START Reading text
In contrast to findings in type 1 diabetes, patients with type 2 diabetes do not have low bone mass and may be relatively protected from osteoporosis. It is not known whether adolescents with type 2 diabetes will demonstrate a low bone mass. However, it is hypothesized that this is unlikely since most of these children are also obese. Our own studies in type 2 diabetes show that, while bone turnover is suppressed in patients in poor glycemic control, bone metabolism returns to normal with normalization of glycemia. Recent studies suggest that a negative correlation may exist between levels of osteocalcin and glycemic control. It is not clear if hyperglycemia per se is responsible or if the associated absolute or relative insulin deficiency might be involved. Bone cells have receptors for both insulin and IGF-1, and in vitro insulin has been shown to increase proliferation and function of osteoblasts. In animals, insulin deficiency suppresses osteoblastic activity. Levels of IGF-1 tend to be low in patients with poorly controlled diabetes mellitus and improve with improving glycemic control. A correlation between IGF-1 and osteocalcin levels has been shown for both type 1 and type 2 patients, and IGF-1 has been shown to stimulate osteoblastic differentiation, maturation, and function.
END Reading text
START Record excerpts
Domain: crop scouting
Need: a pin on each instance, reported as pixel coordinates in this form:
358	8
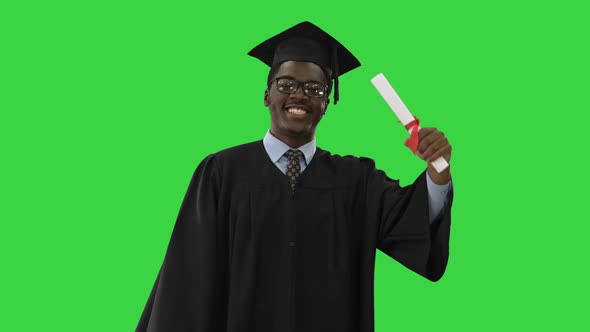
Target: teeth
296	111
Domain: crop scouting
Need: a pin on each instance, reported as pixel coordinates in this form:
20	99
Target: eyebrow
293	78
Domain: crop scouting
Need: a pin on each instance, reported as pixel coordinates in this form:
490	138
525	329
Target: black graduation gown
247	254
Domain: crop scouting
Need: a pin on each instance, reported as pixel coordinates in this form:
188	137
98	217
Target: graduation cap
306	42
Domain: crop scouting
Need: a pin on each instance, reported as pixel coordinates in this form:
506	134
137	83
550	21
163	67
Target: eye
315	88
285	84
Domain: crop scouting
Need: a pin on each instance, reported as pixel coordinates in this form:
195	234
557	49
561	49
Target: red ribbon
414	139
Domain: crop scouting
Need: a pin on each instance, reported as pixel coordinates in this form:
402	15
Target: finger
423	132
444	152
435	146
429	139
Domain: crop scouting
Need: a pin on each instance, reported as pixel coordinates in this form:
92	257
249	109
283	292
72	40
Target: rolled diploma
401	111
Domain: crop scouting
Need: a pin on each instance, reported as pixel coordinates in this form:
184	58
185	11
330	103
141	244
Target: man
280	235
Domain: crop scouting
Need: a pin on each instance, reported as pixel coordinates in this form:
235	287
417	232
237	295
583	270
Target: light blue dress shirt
275	148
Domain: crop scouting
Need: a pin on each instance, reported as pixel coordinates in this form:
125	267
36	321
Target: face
294	117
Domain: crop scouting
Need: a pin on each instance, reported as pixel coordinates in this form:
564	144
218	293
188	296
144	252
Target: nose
299	92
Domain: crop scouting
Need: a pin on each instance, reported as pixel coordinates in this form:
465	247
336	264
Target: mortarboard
306	42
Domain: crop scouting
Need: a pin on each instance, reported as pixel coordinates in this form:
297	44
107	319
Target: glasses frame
299	84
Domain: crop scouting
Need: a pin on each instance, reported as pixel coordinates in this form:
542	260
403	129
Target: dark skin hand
434	144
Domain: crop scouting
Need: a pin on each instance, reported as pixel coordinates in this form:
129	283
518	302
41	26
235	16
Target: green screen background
107	107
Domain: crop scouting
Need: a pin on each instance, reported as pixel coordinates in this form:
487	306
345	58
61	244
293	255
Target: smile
298	111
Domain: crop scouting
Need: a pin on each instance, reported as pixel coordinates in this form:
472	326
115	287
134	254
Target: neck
292	141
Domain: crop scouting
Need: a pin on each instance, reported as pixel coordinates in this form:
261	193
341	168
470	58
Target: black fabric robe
247	254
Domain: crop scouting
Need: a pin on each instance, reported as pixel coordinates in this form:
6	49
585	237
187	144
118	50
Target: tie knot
294	155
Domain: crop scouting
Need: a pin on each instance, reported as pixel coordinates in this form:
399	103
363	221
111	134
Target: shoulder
234	152
345	161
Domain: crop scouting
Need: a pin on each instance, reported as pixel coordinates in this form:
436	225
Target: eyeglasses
310	88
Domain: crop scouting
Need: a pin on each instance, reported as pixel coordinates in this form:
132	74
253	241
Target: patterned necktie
293	168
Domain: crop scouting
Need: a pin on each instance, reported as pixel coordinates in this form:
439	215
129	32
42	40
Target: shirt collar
275	148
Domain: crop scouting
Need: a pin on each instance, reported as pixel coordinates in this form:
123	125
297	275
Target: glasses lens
313	89
286	85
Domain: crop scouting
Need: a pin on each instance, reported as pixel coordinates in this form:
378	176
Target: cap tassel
335	72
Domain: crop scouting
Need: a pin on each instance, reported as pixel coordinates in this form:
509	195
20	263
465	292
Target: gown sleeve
190	291
403	229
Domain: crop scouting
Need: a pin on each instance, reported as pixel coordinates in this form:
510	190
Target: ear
266	100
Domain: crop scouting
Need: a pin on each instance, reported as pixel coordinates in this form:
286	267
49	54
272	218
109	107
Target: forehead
302	71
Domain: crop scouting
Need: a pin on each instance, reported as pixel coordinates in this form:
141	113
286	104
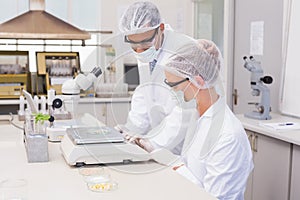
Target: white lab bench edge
290	136
57	180
82	100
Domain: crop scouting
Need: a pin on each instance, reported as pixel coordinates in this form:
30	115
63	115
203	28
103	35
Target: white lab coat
154	110
217	156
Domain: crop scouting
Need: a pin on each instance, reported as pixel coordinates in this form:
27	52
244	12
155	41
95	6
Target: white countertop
82	100
56	180
291	136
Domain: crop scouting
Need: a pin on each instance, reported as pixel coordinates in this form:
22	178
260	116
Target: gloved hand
144	143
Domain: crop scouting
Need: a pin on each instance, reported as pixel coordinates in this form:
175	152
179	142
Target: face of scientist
178	83
143	41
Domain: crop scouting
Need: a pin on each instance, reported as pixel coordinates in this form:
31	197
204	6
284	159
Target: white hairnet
202	58
140	17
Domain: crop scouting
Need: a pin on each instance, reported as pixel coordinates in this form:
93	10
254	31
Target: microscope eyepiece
267	79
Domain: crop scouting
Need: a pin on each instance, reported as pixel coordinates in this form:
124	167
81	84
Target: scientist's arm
138	120
227	169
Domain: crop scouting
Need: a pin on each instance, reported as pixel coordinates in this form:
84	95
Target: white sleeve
171	132
138	120
227	168
185	172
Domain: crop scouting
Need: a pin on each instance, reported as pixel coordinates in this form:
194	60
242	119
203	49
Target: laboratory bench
57	180
276	157
111	111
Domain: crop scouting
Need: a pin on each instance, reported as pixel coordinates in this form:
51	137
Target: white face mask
180	100
147	56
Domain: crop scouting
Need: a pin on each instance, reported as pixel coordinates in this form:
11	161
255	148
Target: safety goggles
173	84
149	40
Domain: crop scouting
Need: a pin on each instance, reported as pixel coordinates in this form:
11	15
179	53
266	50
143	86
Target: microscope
258	87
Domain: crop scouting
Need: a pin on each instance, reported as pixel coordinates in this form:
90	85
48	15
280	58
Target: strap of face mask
152	65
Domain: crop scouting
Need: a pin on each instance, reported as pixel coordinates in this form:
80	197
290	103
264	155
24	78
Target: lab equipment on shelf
257	82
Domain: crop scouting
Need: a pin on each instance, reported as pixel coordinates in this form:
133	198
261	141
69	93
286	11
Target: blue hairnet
140	17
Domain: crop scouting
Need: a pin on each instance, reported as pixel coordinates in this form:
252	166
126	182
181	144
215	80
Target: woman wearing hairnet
216	153
155	113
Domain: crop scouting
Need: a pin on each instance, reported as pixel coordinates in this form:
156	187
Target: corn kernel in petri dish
102	187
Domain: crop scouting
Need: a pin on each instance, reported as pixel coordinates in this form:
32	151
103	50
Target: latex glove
144	143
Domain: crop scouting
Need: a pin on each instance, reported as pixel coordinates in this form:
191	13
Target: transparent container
98	179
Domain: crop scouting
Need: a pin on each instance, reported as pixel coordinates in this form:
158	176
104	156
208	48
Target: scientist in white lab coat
155	115
216	153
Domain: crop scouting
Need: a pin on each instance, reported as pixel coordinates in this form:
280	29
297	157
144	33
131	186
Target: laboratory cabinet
109	112
295	174
271	174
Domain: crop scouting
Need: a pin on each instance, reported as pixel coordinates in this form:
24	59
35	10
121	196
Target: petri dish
98	179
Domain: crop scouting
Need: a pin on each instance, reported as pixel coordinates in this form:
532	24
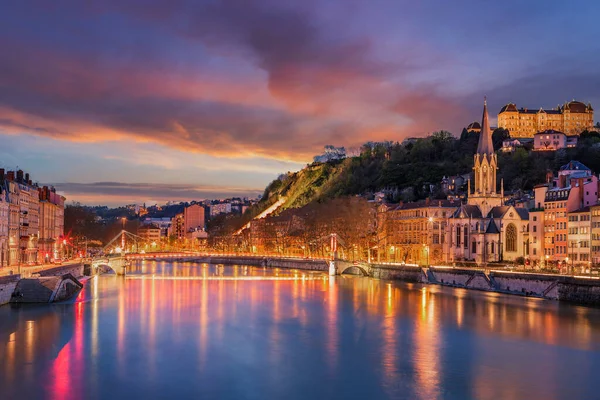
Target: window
511	238
458	236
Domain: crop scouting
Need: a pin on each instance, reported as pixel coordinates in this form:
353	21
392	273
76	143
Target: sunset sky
117	102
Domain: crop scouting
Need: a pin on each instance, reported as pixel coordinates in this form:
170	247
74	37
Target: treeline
82	221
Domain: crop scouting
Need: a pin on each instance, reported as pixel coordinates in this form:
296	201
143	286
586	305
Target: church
484	229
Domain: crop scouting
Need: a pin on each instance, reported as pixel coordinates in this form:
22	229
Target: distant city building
552	140
163	223
571	118
452	184
510	145
31	220
474	127
194	219
51	223
151	233
220	208
331	153
483	230
177	227
557	203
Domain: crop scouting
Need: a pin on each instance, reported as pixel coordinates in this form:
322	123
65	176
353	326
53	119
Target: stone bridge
106	264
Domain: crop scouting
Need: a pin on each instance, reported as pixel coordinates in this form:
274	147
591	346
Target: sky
131	101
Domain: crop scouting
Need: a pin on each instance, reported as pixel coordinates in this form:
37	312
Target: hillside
405	171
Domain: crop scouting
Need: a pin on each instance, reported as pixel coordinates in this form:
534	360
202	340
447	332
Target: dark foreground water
208	332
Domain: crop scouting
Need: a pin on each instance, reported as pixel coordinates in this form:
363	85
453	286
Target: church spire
485	146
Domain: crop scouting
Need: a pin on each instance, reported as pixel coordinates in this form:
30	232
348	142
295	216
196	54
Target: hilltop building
485	229
571	118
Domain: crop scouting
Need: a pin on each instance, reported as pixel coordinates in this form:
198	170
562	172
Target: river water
177	331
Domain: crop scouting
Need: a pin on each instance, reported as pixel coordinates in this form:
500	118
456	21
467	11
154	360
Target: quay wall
7	287
557	287
403	273
74	269
271	262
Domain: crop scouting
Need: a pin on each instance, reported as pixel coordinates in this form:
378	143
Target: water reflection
190	330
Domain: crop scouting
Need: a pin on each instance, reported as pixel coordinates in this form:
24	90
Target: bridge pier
332	268
121	270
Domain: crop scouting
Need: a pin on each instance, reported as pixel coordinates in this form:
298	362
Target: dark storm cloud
121	193
274	78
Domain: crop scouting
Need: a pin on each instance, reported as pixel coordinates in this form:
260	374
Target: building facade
565	200
51	223
571	118
482	230
552	140
194	219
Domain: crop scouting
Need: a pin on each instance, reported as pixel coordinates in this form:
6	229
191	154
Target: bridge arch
353	270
END Record excerpts
--- What to work on ---
Carry on the passage about diabetes and bone metabolism from the point where it stops, before the data.

--- Task output ---
The difference in bone loss between the 2 forms of diabetes is often attributed to the degree of adiposity. Increased body weight has been associated with an increased bone mass in both normal and diabetic individuals, and may account for the relative protection seen in patients with type 2 disease. In addition to the mechanical effects of increased weight bearing, many women who are obese and relatively insulin-resistant have elevated levels of androgens, which may contribute to bone maintenance. In addition, it is not clear whether bone cells are insulin-resistant, similar to other tissues in type 2 diabetes. If not, then high circulating insulin levels could be expected to increase osteoblast function and have a beneficial effect on bone mass. It has been suggested that hyperinsulinemia may be partially responsible for the association of both diabetes and obesity with a higher BMD in women. It should be noted that there is some evidence of higher fracture risk in type 2 patients despite normal bone mass. Other factors, such as neuropathy and impaired vision, may contribute to the increased fracture risk.

Type 1 diabetes does appear to be a significant risk factor for osteoporosis. Currently, we recommend that patients with type 1 diabetes be monitored more carefully than persons without diabetes or those with type 2 disease, and should be encouraged to consume a diet high in both calcium (at least 1200 mg/day) and vitamin D (400-600 IU/day). It appears that intensive insulin therapy and a stable body weight in patients with type 1 diabetes is important in preventing bone loss. Patients with diabetes and osteopenia or osteoporosis have successfully been treated with bisphosphonates, with similar bone density results as patients without diabetes. Due to impaired osteoblast function, patients with diabetes might be expected to benefit more from bone anabolic (rather than anti-resorptive) medications, but this has yet to be demonstrated in a clinical trial.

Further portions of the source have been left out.